Excerpts of pointing data:

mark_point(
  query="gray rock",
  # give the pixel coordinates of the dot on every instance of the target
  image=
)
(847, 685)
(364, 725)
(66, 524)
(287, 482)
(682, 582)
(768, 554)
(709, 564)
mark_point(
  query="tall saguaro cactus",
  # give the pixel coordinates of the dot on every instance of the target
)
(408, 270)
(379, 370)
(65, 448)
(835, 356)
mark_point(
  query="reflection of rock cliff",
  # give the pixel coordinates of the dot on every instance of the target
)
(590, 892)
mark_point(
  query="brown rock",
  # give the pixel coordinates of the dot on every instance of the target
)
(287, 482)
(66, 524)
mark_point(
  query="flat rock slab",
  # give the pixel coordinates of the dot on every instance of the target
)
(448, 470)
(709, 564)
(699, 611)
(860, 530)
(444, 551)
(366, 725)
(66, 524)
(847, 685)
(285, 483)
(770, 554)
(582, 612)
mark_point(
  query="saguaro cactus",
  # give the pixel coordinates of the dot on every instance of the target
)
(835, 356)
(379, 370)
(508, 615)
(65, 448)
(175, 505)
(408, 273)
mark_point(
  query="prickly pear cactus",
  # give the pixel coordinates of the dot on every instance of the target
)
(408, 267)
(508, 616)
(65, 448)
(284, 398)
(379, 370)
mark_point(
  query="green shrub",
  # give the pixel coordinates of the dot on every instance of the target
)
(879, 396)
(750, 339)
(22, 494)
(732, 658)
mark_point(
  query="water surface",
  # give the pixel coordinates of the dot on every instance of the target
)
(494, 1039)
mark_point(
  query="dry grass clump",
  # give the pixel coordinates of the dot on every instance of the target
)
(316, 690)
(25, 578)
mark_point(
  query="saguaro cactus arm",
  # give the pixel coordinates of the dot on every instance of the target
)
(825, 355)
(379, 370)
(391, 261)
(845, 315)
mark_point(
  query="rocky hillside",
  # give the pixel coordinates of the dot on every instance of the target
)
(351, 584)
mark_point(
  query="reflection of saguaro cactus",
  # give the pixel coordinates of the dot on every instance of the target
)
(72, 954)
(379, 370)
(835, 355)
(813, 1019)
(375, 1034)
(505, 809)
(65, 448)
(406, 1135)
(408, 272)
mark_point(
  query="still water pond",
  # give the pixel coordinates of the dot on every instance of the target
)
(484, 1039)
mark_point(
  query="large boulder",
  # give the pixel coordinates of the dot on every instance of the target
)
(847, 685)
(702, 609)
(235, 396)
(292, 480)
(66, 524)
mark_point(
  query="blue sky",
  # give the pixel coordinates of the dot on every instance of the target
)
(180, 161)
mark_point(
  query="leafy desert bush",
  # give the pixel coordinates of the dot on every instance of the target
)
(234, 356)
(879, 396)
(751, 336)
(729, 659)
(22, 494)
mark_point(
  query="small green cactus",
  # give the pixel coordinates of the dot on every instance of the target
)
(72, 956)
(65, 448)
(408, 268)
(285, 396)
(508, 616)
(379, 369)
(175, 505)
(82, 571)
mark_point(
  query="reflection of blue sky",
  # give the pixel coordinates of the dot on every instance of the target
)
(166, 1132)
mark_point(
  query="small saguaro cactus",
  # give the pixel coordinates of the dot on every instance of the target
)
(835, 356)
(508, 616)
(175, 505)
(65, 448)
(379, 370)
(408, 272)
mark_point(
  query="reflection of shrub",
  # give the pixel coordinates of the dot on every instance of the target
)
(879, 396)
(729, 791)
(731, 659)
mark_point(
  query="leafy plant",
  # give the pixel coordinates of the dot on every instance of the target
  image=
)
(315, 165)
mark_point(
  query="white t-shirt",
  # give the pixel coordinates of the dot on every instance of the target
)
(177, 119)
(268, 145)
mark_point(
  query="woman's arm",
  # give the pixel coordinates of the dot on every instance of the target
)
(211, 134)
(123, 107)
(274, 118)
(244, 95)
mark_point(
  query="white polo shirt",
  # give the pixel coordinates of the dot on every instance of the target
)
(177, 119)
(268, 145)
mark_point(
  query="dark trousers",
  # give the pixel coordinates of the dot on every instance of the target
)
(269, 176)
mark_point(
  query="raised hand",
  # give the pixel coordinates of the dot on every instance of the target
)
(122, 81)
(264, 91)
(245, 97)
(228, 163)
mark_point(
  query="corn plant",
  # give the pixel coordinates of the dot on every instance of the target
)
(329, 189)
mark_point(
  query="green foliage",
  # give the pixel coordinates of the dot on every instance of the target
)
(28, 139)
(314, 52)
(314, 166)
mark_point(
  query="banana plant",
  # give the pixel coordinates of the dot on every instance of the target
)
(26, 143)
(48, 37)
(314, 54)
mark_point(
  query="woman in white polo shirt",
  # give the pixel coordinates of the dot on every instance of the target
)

**WRITTEN REQUEST:** Reproduce each record exactly as it appears.

**PROBLEM SOLUTION:**
mark_point(
  query="gray rock",
  # give the pixel coordinates of the dot on every instance of the target
  image=
)
(847, 685)
(364, 725)
(66, 524)
(287, 482)
(682, 582)
(768, 554)
(709, 564)
mark_point(
  query="tall saguaro cactus",
  # give the pixel coordinates of the dot on every instance of the target
)
(408, 270)
(379, 370)
(65, 448)
(835, 356)
mark_point(
  query="reflection of rock cliff",
  # give the pixel coordinates of the dot on every instance of the target
)
(590, 892)
mark_point(
  query="brown rock",
  # give the pixel coordinates of the dot on every instance of the target
)
(287, 482)
(66, 524)
mark_point(
  query="flat rock slab",
  # give the pixel coordinates of the dot on every instance of the target
)
(448, 470)
(709, 564)
(699, 611)
(860, 530)
(444, 551)
(366, 725)
(66, 524)
(847, 685)
(285, 483)
(770, 554)
(582, 612)
mark_point(
  query="saguaro cactus",
  # give the pixel coordinates of the dot on every instance of the target
)
(835, 356)
(379, 370)
(508, 615)
(65, 448)
(175, 505)
(408, 273)
mark_point(
  query="prickly pear cactus",
  # give the pixel coordinates of the dot on every instance of the target
)
(408, 267)
(508, 616)
(65, 448)
(284, 398)
(379, 370)
mark_point(
  query="green shrub",
  # give the pixel coordinates of the dot on every instance of the target
)
(879, 396)
(750, 339)
(22, 494)
(732, 658)
mark_point(
  query="water surface",
  # give the pixel coordinates of the dot on every instance of the target
)
(494, 1039)
mark_point(
  query="dry grass clump",
  # give the pixel coordinates of the dot on every instance of the target
)
(316, 690)
(25, 578)
mark_point(
  query="saguaro cactus arm",
  # give the pixel coordinates of the dot on every instance of the target
)
(825, 355)
(379, 370)
(391, 261)
(845, 315)
mark_point(
  query="rocky hillside",
  # give the pixel coordinates of the dot on every instance of the target
)
(351, 584)
mark_point(
  query="reflection of saguaro cactus",
  # give the pixel coordinates of the dot on every instance of the target
)
(72, 954)
(379, 370)
(835, 355)
(813, 1019)
(375, 1034)
(505, 809)
(65, 448)
(406, 1135)
(408, 272)
mark_point(
  query="still water pond",
  # give the pixel coordinates of the dot on every instance of the target
)
(484, 1039)
mark_point(
  query="large boulder",
  # give the pixel coordinates of the dot on every instance of the target
)
(847, 685)
(702, 609)
(235, 396)
(292, 480)
(66, 524)
mark_point(
  query="blue sky",
  # give the pixel coordinates of the dot on every instance of the target
)
(180, 161)
mark_point(
  query="leafy desert bush",
  # give the pixel coordinates of the dot on every instance of the target
)
(234, 356)
(879, 396)
(751, 336)
(729, 659)
(22, 494)
mark_point(
  query="small green cactus",
  # give the pixel coordinates of the dot on every instance of the target
)
(72, 956)
(65, 448)
(408, 268)
(285, 396)
(508, 616)
(379, 369)
(175, 505)
(82, 571)
mark_point(
  query="reflection of blue sky",
  # give the pixel coordinates of the dot on every instance of the target
)
(166, 1132)
mark_point(
  query="small saguaro cactus",
  # give the pixel coordinates of the dot on every instance of the target
)
(835, 356)
(508, 616)
(175, 505)
(65, 448)
(379, 370)
(408, 272)
mark_point(
  query="reflection of shrub",
  # give the pixel coordinates of the dot on every instance of the target
)
(879, 396)
(729, 791)
(731, 659)
mark_point(
  query="leafy plant",
  # give the pixel coordinates of the dot on every instance of the target
  image=
)
(315, 165)
mark_point(
  query="white t-shirt",
  # give the pixel coordinates of the dot on every instance of the target
)
(177, 119)
(268, 145)
mark_point(
  query="woman's arm",
  # give the pixel coordinates of the dot on every instance of the target
)
(211, 134)
(123, 107)
(274, 118)
(244, 95)
mark_point(
  query="white polo shirt",
  # give the pixel coordinates of the dot on every instance of the target
)
(177, 119)
(268, 145)
mark_point(
  query="dark trousers",
  # give the pixel coordinates of the dot on every instance of the target
)
(269, 176)
mark_point(
  query="raised hand",
  # give the pixel coordinates of the dot on every instance of the target
)
(122, 81)
(264, 91)
(245, 97)
(228, 163)
mark_point(
  query="corn plant",
  # give the pixel coordinates of the dot on every instance of the target
)
(329, 189)
mark_point(
  query="green foliage",
  # give the pixel coordinates of the dot on every instance of the target
)
(28, 139)
(314, 52)
(314, 166)
mark_point(
  query="banana plant",
  # give the pixel coordinates of the dot on every instance of the target
)
(26, 143)
(48, 37)
(314, 54)
mark_point(
  query="woman in white polo shirt",
  # give the pixel coordinates of the dot on every instance of the target
)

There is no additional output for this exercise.